**Required actions**
1. List every speaker named in the tutorial description.
2. According to the tutorial description, what time is the coffee break?

**Passage to read**

++++++

Tutorials

Monday, October 15th, 9:00AM - 12:30PM (10:30AM-11:00AM Coffee break), Tutorial 1: Past, Present and Future of Software Reliability Assurance

Speakers: Rashid Mijumbi (Nokia, Ireland), Kazu Okumoto, Abhaya Asthana and Jacques Meekel

Abstract

The communications industry is evolving towards a convergence of ICT and Telecommunications in which most communications software will run on generic servers the cloud. This trend is making it a requirement for software vendors to ensure continuous product integration and delivery. In order to guarantee the required levels of software reliability within such agile processes, software reliability growth modelling (SRGM) tools must also evolve. Specifically, the very short development cycles in DevOps projects make traditional exponential or s-shaped curve models inefficient in accurately predicting defects, and call for a revolution in software quality assurance. This tutorial addresses the need for software reliability growth modelling to evolve from traditional exponential or s-shaped data fitting to ‘curve shifting’. The tutorial will begin by discussing the past of SRGM – a past dominated by complex curve fitting only achieved by statistics experts. Then, it will introduce recent trends in SRGM where the entire process of data collection, pre-processing, curve fitting and visualization is automated to create SRGM-as-a-service without the need for specialized experts. Finally, the tutorial will introduce the future of SRGM in which curve fitting can be augmented by curve shifting during the early stages of software development so as to enhance the accuracy. Moreover, throughout the tutorial, specific use cases from a real DevOps project will be used to motivate the need for evolution. Participants will also benefit from a live demo as well as hands-on experience with a recently developed and deployed cloud-based, automated SRGM tool which embodies all features of the discussion.

++++++

**Raw data**
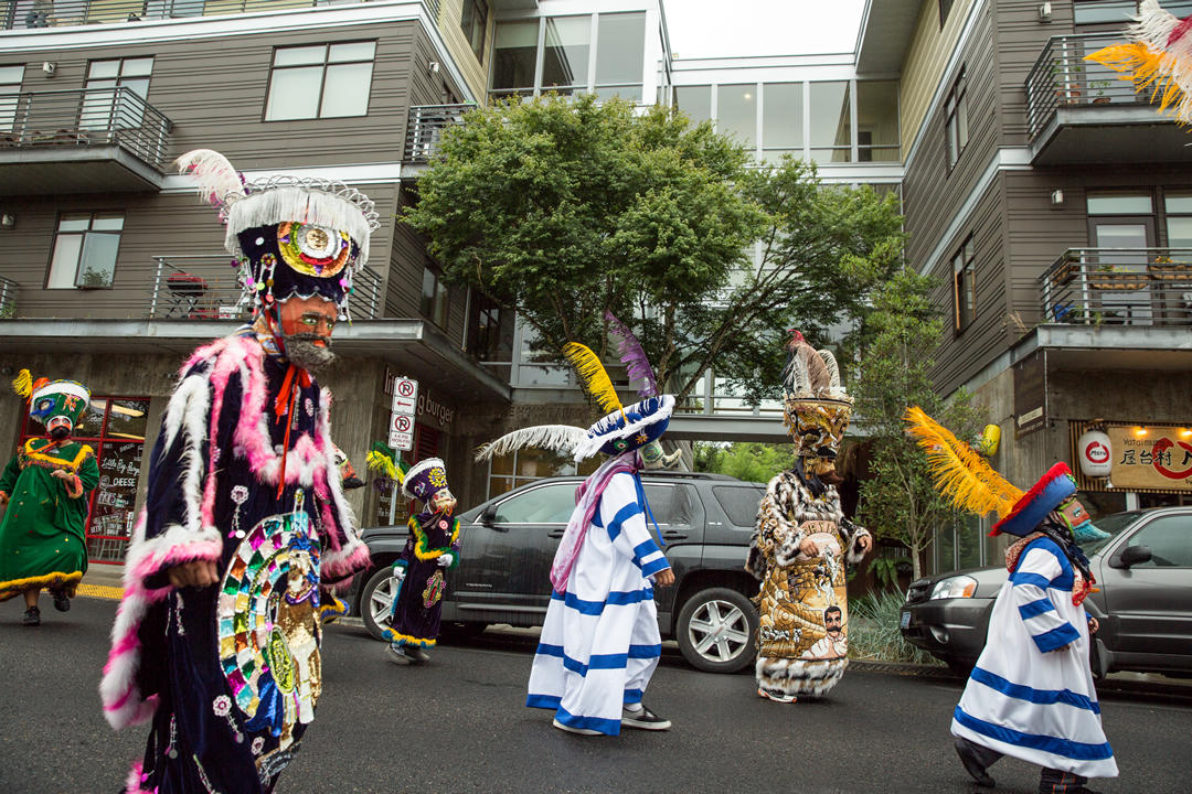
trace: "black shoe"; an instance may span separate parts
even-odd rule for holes
[[[653,713],[645,706],[635,712],[631,712],[628,708],[621,709],[621,725],[625,727],[635,727],[641,731],[669,731],[670,720],[663,719],[658,714]]]
[[[952,742],[952,746],[956,748],[956,755],[961,757],[961,763],[964,764],[964,771],[967,771],[973,780],[976,781],[977,786],[985,786],[986,788],[993,788],[993,779],[985,770],[985,765],[973,752],[973,748],[964,739],[956,737]]]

++++++

**The responses**
1. Rashid Mijumbi, Kazu Okumoto, Abhaya Asthana, Jacques Meekel

2. 10:30AM-11:00AM